Tra le non molte iniziative culturali recenti degne di nota è
certamente la decisione di consacrare una giornata (25 marzo) alla
celebrazione annuale della “nostra maggior Musa”, di cui l’anno prossimo
ricorre il settimo centenario della morte. Purtroppo la celebrazione inaugurale
non parte sotto buoni auspici. Quest’anno, infatti, la data prescelta cade nel
bel mezzo dell’epidemia. Tuttavia, a
dispetto del coronavirus, voglio festeggiare a mio modo l’Alighieri
presentandovi un brano della sua opera.
Non è tratto dalla Divina Commedia
(a qualcuno potrebbe parere scontato o difficile!), bensì da un’opera relativamente minore, e per giunta incompiuta
(proprio per il sovrapporsi di un progetto ben altrimenti ampio e profondo – la
Divina Commedia – che finirà per
assorbire anche il progetto precedente). È tratto dal I libro del Convivio, ed è un passo in cui viene abbozzato il profilo del pusillanime. Lo so, è un vocabolo quasi scomparso
dalla lingua corrente. Eppure è molto espressivo, e le considerazioni svolte da
Dante più di sette secoli fa mi sembrano straordinariamente attuali. Non ci
credete? Vediamo.
Anzitutto, trattandosi di un vocabolo poco conosciuto, un
po’ di etimologia.
Deriva dal latino pusillanimis
(ma anche pusillanimus, da cui il
dantesco “pusillanimo”), composto di pusillus
e animus. L’aggettivo pusillus significa “piccino”,
“piccolino”, e, in accezione figurata, “ristretto”, “angusto”, “meschino”,
“gretto” e simili. Accostatelo ad animus
(“animo”, “anima”, “mente”, “sentimenti”…) e avrete il significato di
“pusillanime”.

######

Descrizione del problema =
Secondo il brano riportato, da quale libro del Convivio proviene il passo presentato?

######

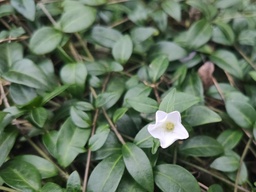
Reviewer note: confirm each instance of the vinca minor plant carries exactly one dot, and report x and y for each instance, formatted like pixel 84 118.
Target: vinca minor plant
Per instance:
pixel 127 95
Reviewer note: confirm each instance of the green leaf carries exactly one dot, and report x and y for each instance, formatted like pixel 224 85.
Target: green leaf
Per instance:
pixel 225 163
pixel 200 115
pixel 45 40
pixel 201 146
pixel 57 91
pixel 74 182
pixel 227 61
pixel 242 113
pixel 80 118
pixel 46 169
pixel 175 178
pixel 206 8
pixel 170 49
pixel 99 138
pixel 70 142
pixel 215 188
pixel 108 99
pixel 122 49
pixel 26 8
pixel 105 36
pixel 177 101
pixel 74 74
pixel 107 174
pixel 77 18
pixel 157 68
pixel 21 175
pixel 25 72
pixel 230 138
pixel 7 140
pixel 172 8
pixel 198 34
pixel 21 94
pixel 51 187
pixel 118 114
pixel 93 2
pixel 138 165
pixel 223 34
pixel 143 138
pixel 143 104
pixel 39 116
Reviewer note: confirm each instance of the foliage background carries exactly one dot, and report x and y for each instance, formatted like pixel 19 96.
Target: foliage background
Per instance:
pixel 80 81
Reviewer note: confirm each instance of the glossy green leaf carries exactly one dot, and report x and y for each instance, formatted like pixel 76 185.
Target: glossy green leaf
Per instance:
pixel 80 118
pixel 21 175
pixel 108 99
pixel 107 174
pixel 70 142
pixel 25 72
pixel 77 18
pixel 157 68
pixel 200 115
pixel 105 36
pixel 201 146
pixel 242 113
pixel 119 113
pixel 75 75
pixel 227 61
pixel 138 165
pixel 99 138
pixel 21 94
pixel 46 168
pixel 122 49
pixel 39 116
pixel 225 163
pixel 177 101
pixel 26 8
pixel 230 138
pixel 223 34
pixel 57 91
pixel 45 40
pixel 143 104
pixel 198 34
pixel 51 187
pixel 74 182
pixel 172 8
pixel 7 140
pixel 170 49
pixel 175 178
pixel 215 188
pixel 94 2
pixel 207 9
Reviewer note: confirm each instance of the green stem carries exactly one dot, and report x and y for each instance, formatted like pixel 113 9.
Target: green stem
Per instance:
pixel 241 161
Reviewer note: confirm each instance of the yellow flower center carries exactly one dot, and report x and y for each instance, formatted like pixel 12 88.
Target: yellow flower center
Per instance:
pixel 169 126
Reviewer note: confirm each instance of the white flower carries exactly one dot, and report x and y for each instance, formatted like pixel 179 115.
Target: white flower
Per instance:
pixel 168 128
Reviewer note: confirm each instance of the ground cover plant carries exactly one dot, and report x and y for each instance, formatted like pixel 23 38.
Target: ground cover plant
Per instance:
pixel 125 95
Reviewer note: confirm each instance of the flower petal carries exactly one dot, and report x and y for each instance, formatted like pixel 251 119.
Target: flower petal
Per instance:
pixel 155 130
pixel 160 115
pixel 174 117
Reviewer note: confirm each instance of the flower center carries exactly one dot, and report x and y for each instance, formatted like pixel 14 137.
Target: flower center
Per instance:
pixel 169 126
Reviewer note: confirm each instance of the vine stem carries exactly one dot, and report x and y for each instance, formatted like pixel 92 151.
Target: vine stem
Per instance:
pixel 212 174
pixel 241 161
pixel 113 127
pixel 88 160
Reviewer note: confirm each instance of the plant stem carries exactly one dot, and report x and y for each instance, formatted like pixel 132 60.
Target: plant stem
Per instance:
pixel 113 127
pixel 88 160
pixel 241 161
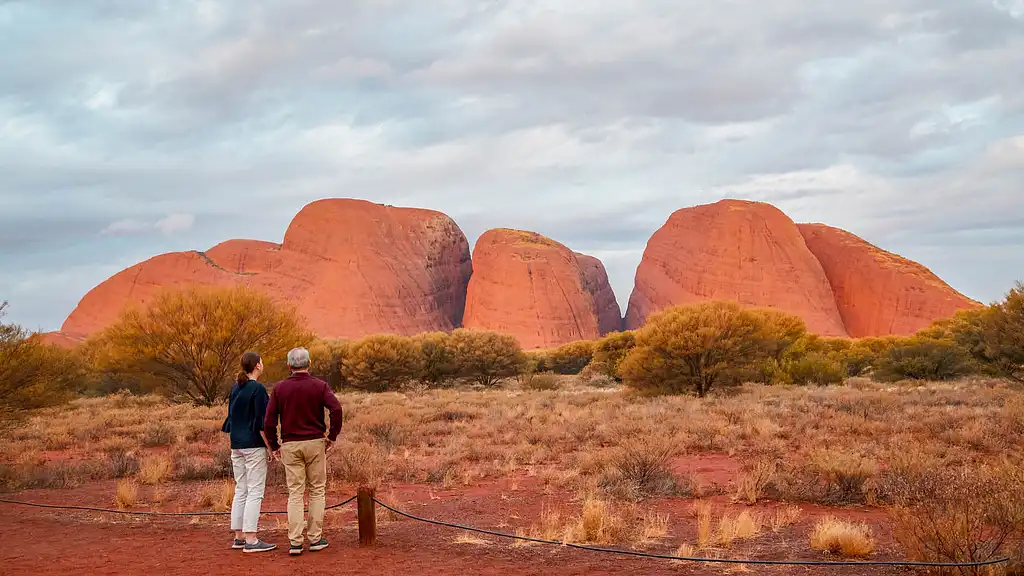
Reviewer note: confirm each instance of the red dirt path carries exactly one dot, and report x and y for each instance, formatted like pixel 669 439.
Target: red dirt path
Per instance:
pixel 54 542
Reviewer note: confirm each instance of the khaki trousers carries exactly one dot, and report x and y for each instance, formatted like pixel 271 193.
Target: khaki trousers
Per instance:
pixel 305 464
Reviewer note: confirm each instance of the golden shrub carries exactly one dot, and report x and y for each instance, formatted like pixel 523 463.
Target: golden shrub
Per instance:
pixel 486 358
pixel 382 363
pixel 691 348
pixel 189 341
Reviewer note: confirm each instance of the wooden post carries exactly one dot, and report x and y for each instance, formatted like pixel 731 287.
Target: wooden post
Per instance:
pixel 368 517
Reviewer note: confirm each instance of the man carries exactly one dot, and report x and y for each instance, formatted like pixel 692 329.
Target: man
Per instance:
pixel 299 402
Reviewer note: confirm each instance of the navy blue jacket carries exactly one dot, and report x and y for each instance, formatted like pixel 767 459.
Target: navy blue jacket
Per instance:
pixel 246 410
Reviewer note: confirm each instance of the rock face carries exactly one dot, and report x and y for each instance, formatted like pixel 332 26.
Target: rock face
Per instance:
pixel 879 292
pixel 595 281
pixel 747 252
pixel 352 268
pixel 538 290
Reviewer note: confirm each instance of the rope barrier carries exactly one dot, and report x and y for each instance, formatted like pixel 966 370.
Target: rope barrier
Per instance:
pixel 692 559
pixel 148 513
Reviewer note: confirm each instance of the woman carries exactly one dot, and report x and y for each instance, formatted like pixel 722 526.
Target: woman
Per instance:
pixel 246 410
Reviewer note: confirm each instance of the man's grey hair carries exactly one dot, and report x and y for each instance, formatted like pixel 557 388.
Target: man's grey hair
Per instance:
pixel 298 359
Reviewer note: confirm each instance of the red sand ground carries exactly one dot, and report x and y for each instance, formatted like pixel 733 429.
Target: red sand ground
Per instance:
pixel 50 542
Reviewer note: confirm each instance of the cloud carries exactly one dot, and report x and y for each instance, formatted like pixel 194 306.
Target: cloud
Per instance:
pixel 175 222
pixel 169 224
pixel 175 126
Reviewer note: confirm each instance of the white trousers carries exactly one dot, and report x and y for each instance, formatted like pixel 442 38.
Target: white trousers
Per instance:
pixel 250 482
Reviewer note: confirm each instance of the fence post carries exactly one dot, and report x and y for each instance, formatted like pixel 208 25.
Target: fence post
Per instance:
pixel 368 516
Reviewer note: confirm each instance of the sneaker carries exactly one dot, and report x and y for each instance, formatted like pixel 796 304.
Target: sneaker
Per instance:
pixel 259 546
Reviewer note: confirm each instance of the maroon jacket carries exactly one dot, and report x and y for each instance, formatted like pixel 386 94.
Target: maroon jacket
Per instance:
pixel 299 400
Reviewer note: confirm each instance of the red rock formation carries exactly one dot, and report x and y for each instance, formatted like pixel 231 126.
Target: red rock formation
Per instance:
pixel 353 268
pixel 878 292
pixel 536 289
pixel 138 284
pixel 747 252
pixel 595 281
pixel 58 339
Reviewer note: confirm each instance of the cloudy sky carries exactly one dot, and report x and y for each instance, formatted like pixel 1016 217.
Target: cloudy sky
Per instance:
pixel 129 128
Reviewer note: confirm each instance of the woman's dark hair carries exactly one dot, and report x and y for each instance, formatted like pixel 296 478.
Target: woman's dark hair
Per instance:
pixel 249 362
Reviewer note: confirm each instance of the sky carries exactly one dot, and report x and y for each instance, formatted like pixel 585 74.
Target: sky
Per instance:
pixel 131 128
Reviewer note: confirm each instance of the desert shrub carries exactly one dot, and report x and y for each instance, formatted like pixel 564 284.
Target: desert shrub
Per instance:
pixel 570 358
pixel 126 494
pixel 923 359
pixel 843 477
pixel 690 348
pixel 814 368
pixel 155 469
pixel 122 464
pixel 328 362
pixel 439 367
pixel 541 382
pixel 189 341
pixel 388 432
pixel 159 434
pixel 189 468
pixel 486 358
pixel 610 350
pixel 961 513
pixel 994 336
pixel 779 330
pixel 842 537
pixel 382 363
pixel 863 355
pixel 33 374
pixel 641 469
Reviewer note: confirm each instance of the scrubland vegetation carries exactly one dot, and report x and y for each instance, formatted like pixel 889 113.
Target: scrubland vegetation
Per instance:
pixel 929 428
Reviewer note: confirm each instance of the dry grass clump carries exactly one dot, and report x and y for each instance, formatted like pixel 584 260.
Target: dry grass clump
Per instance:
pixel 960 515
pixel 843 538
pixel 126 494
pixel 744 526
pixel 159 434
pixel 784 517
pixel 754 480
pixel 641 469
pixel 155 469
pixel 599 523
pixel 216 496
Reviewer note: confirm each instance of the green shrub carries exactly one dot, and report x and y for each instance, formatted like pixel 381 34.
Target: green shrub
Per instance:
pixel 439 366
pixel 382 363
pixel 570 358
pixel 994 335
pixel 609 351
pixel 486 358
pixel 328 362
pixel 814 368
pixel 923 359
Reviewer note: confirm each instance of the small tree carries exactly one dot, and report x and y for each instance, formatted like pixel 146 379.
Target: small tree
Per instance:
pixel 994 335
pixel 570 358
pixel 382 363
pixel 189 341
pixel 923 359
pixel 486 358
pixel 440 367
pixel 328 360
pixel 689 348
pixel 33 374
pixel 610 350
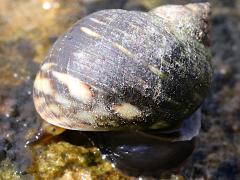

######

Riquadro della risposta =
Dal I libro del Convivio.